__PAGE__.
□ □ □

In this document, the term "video processing" may refer to video encoding, video decoding, video compression, or video decompression. For example, a video compression algorithm may be applied during the conversion from a pixel representation to a corresponding bitstream representation of the video, and vice versa. The bitstream representation of the current video block may, for example, correspond to bits collocated or distributed at different locations within the bitstream, as defined by the syntax. For example, a macroblock may be encoded from transformed and encoded error residual values, and may also be encoded using bits in headers and other fields in the bitstream.
It should be appreciated that several techniques have been disclosed that would benefit video encoder and decoder embodiments incorporated in video processing devices such as smart phones, laptops, desktops, and similar devices by allowing the use of virtual motion candidates constructed based on the various rules disclosed in this document.
The disclosed and other solutions, examples, embodiments, modules, and functional operations described in this document can be implemented in digital electronic circuitry, or in computer software, firmware, or hardware, including the structures disclosed in this document and their structural equivalents, or in combinations of one or more of them. The disclosed and other embodiments may be implemented as one or more computer program products, i.e., one or more modules of computer program instructions encoded on a computer-readable medium for execution by, or to control the operation of, data processing apparatus. The computer readable medium can be a machine-readable storage device, a machine-readable storage substrate, a memory device, a composition of matter effecting a machine-readable propagated signal, or a combination of one or more of them. The term "data processing apparatus" encompasses all apparatus, devices, and machines for processing data, including by way of example a programmable processor, a computer, or multiple processors or computers. The apparatus can include, in addition to hardware, code that creates an execution environment for the computer program in question, e.g., code that constitutes processor firmware, a protocol stack, a database management system, an operating system, or a combination of one or more of them. A propagated signal is an artificially generated signal, e.g., a machine-generated electrical, optical, or electromagnetic signal, that is generated to encode information for transmission to suitable receiver apparatus.
A computer program (also known as a program, software application, script, or code) can be written in any form of programming language, including compiled or interpreted languages, and it can be deployed in any form, including as a stand-alone program or as a module, component, subroutine, or other unit suitable for use in a computing environment. A computer program does not necessarily correspond to a file in a file system. A program can be stored in a portion of a file that holds other programs or data (e.g., one or more scripts stored in a markup language document), in a single file dedicated to the program in question, or in multiple coordinated files (e.g., files that store one or more modules, sub programs, or portions of code). A computer program can be deployed to be executed on one computer or on multiple computers that are located at one site or distributed across multiple sites and interconnected by a communication network.
The processes and logic flows described herein can be performed by one or more programmable processors executing one or more computer programs to perform functions by operating on input data and generating output. The processes and logic flows can also be performed by, and apparatus can also be implemented as, special purpose logic circuitry, e.g., an FPGA (field programmable gate array) or an ASIC (application-specific integrated circuit).

□ □ □

__BRIEF 1__. Reproduce the stretch of the video processing text from "It should be" through "in this document." without any changes.
These records are unrelated to the video processing text.

Entries for pointing to named objects:
□ □ □

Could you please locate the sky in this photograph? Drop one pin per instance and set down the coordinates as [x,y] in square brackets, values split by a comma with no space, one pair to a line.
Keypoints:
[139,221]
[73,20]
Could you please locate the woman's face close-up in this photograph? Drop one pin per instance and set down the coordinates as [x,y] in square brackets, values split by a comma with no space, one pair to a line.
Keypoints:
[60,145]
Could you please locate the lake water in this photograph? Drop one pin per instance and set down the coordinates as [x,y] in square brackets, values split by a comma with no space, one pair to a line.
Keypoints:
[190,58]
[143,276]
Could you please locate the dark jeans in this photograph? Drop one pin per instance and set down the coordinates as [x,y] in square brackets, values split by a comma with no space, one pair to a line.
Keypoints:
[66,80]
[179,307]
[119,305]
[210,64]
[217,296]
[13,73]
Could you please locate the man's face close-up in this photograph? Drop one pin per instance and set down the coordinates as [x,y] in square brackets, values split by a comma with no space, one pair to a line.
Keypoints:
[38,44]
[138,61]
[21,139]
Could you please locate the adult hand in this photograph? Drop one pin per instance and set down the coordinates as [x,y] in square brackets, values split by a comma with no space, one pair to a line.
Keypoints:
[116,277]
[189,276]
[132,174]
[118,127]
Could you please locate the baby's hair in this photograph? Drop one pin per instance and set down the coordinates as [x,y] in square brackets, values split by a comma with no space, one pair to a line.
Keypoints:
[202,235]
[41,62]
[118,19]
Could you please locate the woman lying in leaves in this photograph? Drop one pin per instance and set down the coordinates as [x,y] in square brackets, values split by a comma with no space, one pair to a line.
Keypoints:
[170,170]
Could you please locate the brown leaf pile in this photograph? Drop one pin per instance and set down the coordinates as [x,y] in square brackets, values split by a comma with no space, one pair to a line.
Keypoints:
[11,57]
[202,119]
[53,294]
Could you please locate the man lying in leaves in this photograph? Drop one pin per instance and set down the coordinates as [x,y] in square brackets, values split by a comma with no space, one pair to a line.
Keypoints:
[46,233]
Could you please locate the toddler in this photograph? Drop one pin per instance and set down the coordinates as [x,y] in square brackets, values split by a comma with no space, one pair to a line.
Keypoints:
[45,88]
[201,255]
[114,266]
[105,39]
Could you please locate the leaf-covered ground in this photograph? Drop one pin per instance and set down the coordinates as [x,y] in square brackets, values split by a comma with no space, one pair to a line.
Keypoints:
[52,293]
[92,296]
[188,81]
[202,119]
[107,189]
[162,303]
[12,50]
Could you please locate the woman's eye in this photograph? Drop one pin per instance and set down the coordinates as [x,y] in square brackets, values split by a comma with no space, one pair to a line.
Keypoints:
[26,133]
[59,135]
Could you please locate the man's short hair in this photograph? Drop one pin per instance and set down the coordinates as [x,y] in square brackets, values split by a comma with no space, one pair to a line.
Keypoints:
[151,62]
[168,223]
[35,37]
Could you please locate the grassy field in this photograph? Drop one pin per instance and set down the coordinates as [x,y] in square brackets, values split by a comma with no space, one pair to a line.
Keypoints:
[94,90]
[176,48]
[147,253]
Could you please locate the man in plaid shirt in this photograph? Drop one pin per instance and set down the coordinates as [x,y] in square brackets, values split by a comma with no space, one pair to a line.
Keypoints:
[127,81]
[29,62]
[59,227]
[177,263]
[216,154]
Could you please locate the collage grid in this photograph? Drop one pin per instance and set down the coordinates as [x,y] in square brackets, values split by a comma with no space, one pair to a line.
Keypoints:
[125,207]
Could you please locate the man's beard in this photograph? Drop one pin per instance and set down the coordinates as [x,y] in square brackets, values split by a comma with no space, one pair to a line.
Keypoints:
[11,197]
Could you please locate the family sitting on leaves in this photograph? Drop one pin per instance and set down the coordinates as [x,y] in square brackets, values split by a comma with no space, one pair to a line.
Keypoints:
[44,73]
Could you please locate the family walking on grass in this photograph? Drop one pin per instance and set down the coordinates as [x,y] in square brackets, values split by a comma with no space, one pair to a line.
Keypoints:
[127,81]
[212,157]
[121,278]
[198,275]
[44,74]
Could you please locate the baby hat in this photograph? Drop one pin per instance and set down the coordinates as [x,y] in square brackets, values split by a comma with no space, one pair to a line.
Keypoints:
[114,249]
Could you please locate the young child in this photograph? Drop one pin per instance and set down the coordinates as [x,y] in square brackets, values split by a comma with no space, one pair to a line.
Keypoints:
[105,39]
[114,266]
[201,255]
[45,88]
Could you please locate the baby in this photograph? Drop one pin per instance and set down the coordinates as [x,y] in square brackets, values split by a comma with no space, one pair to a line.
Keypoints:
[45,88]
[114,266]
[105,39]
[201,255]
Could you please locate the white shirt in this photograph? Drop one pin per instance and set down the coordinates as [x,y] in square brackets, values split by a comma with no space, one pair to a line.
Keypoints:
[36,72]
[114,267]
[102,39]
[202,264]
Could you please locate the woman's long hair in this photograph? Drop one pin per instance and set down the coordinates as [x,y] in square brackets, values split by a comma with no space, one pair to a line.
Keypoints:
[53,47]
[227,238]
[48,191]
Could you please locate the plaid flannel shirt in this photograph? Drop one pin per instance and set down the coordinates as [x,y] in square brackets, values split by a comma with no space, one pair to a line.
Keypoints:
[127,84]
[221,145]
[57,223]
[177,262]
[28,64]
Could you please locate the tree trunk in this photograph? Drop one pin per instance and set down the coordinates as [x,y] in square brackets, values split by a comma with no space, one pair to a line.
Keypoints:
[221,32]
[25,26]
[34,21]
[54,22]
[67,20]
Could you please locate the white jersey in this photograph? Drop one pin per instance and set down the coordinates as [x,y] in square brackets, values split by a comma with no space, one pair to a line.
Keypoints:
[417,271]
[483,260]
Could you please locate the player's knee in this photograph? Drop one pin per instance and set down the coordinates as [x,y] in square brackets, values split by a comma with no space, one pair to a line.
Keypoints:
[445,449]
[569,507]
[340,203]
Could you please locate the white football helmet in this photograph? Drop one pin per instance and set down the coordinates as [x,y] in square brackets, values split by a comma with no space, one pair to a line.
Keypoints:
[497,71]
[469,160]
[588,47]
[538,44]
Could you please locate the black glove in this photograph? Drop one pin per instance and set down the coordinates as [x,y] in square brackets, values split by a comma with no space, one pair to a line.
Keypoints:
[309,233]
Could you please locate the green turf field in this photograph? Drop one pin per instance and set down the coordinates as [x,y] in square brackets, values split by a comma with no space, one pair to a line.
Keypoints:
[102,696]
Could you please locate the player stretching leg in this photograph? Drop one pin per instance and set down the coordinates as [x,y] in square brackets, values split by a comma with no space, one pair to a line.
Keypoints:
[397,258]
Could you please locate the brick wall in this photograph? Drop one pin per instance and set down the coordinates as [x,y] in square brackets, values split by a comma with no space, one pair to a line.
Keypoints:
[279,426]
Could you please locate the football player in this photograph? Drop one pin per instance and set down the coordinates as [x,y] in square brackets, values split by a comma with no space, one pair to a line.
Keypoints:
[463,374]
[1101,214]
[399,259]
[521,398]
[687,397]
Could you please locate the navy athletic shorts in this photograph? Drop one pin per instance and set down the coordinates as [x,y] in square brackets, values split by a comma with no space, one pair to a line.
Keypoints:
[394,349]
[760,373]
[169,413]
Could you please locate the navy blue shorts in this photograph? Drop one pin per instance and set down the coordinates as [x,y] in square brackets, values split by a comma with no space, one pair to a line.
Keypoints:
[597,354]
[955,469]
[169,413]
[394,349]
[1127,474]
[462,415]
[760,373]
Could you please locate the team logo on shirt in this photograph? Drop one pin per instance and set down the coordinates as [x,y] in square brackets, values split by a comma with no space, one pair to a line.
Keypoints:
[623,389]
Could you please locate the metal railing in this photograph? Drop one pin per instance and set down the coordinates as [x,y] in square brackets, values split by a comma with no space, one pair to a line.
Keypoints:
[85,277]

□ □ □

__BRIEF 2__. How many lines of the records contain the string "plaid", with case taken into account? Give only the number.

__EXPECTED ANSWER 1__.
It should be appreciated that several techniques have been disclosed that would benefit video encoder and decoder embodiments incorporated in video processing devices such as smart phones, laptops, desktops, and similar devices by allowing the use of virtual motion candidates constructed based on the various rules disclosed in this document.

__EXPECTED ANSWER 2__. 2